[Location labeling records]
════════
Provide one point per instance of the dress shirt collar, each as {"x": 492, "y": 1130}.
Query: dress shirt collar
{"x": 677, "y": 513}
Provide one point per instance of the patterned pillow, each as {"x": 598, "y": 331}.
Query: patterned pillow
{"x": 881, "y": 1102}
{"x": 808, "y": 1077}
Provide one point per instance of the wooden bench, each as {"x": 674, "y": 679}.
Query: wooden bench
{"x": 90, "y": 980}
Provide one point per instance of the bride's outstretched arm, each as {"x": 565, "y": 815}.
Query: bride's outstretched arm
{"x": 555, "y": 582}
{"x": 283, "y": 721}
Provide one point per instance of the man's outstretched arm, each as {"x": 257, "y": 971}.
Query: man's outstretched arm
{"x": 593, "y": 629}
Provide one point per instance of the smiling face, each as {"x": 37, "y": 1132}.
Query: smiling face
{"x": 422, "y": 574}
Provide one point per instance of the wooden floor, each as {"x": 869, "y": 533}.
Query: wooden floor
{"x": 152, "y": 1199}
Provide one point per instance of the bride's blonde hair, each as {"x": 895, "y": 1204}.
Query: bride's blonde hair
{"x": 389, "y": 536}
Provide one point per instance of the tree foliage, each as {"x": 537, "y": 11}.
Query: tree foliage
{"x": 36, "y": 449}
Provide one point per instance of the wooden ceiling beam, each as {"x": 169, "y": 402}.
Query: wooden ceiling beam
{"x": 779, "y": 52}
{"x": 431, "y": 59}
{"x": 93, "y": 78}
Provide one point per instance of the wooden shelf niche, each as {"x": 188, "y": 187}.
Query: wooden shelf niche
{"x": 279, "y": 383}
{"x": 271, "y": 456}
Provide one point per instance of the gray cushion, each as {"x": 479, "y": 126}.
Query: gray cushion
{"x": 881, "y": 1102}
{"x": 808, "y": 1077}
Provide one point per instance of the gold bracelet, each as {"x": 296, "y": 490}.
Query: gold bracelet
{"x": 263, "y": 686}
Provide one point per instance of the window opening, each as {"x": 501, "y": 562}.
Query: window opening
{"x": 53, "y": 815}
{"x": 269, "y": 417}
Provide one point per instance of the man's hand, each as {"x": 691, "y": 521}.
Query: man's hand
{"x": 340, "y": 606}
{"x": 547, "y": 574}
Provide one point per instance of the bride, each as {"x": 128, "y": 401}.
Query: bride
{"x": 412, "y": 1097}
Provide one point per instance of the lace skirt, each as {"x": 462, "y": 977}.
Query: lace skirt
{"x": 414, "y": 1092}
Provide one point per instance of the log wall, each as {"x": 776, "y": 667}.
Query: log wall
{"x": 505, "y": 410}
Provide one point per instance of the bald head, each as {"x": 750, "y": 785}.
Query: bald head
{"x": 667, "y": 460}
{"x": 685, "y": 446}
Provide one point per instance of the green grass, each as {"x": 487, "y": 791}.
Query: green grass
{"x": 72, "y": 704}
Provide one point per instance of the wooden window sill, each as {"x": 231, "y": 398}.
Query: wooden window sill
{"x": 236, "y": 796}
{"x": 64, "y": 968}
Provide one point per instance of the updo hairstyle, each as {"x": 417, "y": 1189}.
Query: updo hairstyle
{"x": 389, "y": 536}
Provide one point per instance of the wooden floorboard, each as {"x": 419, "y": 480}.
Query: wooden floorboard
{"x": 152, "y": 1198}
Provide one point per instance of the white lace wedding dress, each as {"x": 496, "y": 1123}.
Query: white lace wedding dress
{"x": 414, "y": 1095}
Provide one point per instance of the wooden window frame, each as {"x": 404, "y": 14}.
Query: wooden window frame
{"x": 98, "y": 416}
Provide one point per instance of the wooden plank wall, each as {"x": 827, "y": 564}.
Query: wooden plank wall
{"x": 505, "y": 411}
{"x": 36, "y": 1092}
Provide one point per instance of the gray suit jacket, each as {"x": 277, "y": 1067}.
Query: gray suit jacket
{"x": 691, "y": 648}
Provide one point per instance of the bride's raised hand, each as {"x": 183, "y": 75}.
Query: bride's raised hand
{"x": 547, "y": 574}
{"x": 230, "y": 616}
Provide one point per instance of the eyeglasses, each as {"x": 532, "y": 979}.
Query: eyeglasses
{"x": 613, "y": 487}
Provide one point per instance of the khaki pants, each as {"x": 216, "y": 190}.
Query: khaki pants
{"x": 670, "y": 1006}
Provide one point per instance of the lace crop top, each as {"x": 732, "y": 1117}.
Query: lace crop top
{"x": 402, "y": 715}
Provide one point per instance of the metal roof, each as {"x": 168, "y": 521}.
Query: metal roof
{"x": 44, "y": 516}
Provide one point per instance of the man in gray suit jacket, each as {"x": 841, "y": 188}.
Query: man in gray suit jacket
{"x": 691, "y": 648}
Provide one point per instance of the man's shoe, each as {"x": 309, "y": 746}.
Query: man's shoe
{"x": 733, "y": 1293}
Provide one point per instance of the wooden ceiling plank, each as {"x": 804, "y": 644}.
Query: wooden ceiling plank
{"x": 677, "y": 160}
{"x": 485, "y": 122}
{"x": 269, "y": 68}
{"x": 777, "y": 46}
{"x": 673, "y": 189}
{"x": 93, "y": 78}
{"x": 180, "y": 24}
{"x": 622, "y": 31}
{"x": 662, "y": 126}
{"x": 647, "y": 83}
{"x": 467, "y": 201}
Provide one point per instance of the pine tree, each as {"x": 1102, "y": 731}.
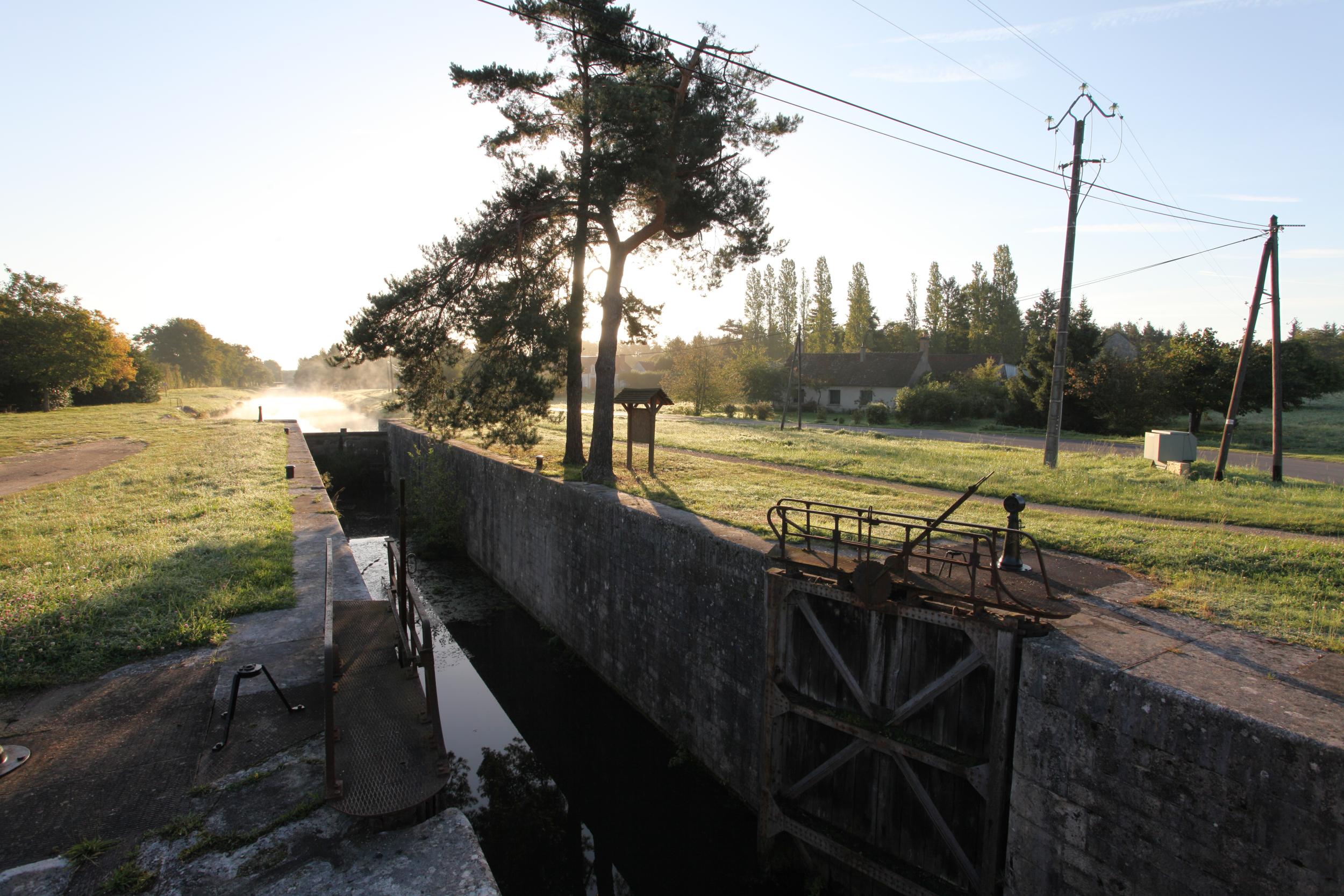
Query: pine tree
{"x": 821, "y": 328}
{"x": 862, "y": 319}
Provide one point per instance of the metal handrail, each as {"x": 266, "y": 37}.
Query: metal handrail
{"x": 331, "y": 669}
{"x": 414, "y": 633}
{"x": 855, "y": 531}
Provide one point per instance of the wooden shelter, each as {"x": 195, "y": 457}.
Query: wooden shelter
{"x": 641, "y": 409}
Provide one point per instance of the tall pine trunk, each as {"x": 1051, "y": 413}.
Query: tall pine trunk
{"x": 574, "y": 363}
{"x": 600, "y": 449}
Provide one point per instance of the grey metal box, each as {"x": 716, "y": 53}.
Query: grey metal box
{"x": 1171, "y": 445}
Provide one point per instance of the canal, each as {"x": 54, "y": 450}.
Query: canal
{"x": 570, "y": 789}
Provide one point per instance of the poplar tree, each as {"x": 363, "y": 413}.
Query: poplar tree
{"x": 804, "y": 300}
{"x": 1007, "y": 324}
{"x": 821, "y": 328}
{"x": 753, "y": 308}
{"x": 770, "y": 291}
{"x": 788, "y": 304}
{"x": 913, "y": 305}
{"x": 934, "y": 310}
{"x": 862, "y": 319}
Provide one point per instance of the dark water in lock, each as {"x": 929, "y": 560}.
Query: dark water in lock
{"x": 573, "y": 790}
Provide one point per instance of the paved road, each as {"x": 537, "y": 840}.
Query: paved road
{"x": 42, "y": 468}
{"x": 1293, "y": 467}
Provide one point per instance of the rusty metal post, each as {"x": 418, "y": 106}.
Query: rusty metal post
{"x": 401, "y": 544}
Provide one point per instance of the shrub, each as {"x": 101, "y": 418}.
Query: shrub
{"x": 929, "y": 402}
{"x": 434, "y": 504}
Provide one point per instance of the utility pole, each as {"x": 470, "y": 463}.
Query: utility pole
{"x": 1066, "y": 288}
{"x": 1277, "y": 465}
{"x": 1248, "y": 342}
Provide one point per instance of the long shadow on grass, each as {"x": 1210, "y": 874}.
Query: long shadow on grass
{"x": 181, "y": 601}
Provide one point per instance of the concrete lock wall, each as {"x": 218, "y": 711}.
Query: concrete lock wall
{"x": 667, "y": 607}
{"x": 1127, "y": 785}
{"x": 1123, "y": 784}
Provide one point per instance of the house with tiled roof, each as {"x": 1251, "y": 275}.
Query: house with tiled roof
{"x": 843, "y": 381}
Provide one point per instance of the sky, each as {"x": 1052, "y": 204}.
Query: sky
{"x": 261, "y": 167}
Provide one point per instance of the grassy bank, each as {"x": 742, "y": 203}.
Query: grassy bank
{"x": 1288, "y": 589}
{"x": 147, "y": 555}
{"x": 1084, "y": 480}
{"x": 39, "y": 432}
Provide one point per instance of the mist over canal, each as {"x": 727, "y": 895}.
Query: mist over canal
{"x": 315, "y": 413}
{"x": 576, "y": 790}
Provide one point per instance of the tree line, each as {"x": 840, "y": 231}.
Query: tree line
{"x": 55, "y": 353}
{"x": 979, "y": 316}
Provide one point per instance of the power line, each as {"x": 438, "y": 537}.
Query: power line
{"x": 729, "y": 60}
{"x": 914, "y": 37}
{"x": 1168, "y": 261}
{"x": 1022, "y": 35}
{"x": 1192, "y": 237}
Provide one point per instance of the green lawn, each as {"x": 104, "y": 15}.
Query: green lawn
{"x": 1315, "y": 431}
{"x": 147, "y": 555}
{"x": 1288, "y": 589}
{"x": 1084, "y": 480}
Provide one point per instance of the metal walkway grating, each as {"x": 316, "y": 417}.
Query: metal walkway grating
{"x": 386, "y": 758}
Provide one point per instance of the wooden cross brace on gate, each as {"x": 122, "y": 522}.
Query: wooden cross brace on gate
{"x": 886, "y": 706}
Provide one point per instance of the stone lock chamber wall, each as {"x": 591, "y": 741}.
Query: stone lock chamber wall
{"x": 1123, "y": 784}
{"x": 666, "y": 606}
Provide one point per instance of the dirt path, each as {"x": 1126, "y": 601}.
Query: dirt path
{"x": 1299, "y": 468}
{"x": 44, "y": 468}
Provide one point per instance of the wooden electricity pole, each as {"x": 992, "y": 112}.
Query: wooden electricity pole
{"x": 1243, "y": 359}
{"x": 1057, "y": 381}
{"x": 797, "y": 353}
{"x": 1277, "y": 465}
{"x": 1066, "y": 288}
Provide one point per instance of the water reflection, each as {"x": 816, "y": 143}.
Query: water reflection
{"x": 576, "y": 790}
{"x": 315, "y": 413}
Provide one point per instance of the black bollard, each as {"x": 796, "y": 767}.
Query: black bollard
{"x": 1011, "y": 559}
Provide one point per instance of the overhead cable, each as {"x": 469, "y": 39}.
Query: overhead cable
{"x": 729, "y": 60}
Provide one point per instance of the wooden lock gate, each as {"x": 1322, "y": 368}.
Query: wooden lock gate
{"x": 888, "y": 735}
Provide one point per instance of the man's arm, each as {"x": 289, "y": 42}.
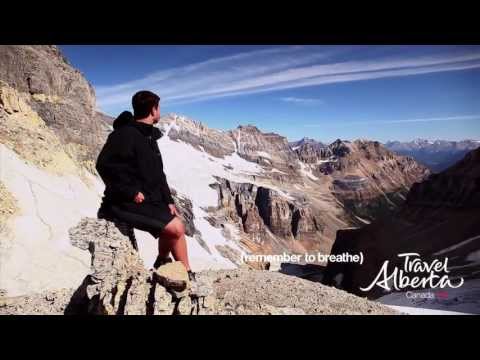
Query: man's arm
{"x": 115, "y": 168}
{"x": 165, "y": 188}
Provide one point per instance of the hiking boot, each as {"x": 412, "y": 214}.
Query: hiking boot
{"x": 161, "y": 261}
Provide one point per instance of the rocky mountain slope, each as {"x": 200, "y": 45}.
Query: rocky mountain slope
{"x": 437, "y": 155}
{"x": 272, "y": 196}
{"x": 120, "y": 284}
{"x": 439, "y": 219}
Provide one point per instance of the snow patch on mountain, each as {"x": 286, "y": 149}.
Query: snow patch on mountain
{"x": 190, "y": 172}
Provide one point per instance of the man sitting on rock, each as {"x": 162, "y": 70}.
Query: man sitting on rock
{"x": 136, "y": 189}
════════
### TASK INSTRUCTIONS
Exactly as they appear, repeat the lines from the one containing "Provide one point per instance of the water" through the last line of the entries, counting both ends. Pictures stay out.

### OUTPUT FOR THIS EXERCISE
Provide one point per instance of the water reflection, each as {"x": 816, "y": 143}.
Query: water reflection
{"x": 576, "y": 790}
{"x": 315, "y": 413}
Provide one point per instance of the black bollard, each as {"x": 796, "y": 767}.
Query: black bollard
{"x": 1011, "y": 559}
Provide one point per instance of the overhead cable, each as {"x": 469, "y": 39}.
Query: overhead cable
{"x": 729, "y": 60}
Provide one point per instance of the wooden lock gate, each as {"x": 1322, "y": 368}.
Query: wooden lock gate
{"x": 888, "y": 735}
Provide one point per instance of the man's arm, each as {"x": 289, "y": 42}.
Query: man's arm
{"x": 115, "y": 168}
{"x": 165, "y": 188}
Provide one point per instance of the hiking boot, each as {"x": 412, "y": 214}.
Query: hiking boot
{"x": 161, "y": 261}
Provide one point per instance of the rocky mountain slope, each as {"x": 200, "y": 45}.
Query: rocky mountain slope
{"x": 437, "y": 155}
{"x": 272, "y": 196}
{"x": 120, "y": 284}
{"x": 439, "y": 219}
Provide one point per instance of the snow patch on mountain, each as {"x": 286, "y": 149}.
Query: snow patch on mountain
{"x": 190, "y": 172}
Provide one point per instance of the man sitting on rock, each as {"x": 162, "y": 70}.
Query: man sitting on rock
{"x": 136, "y": 189}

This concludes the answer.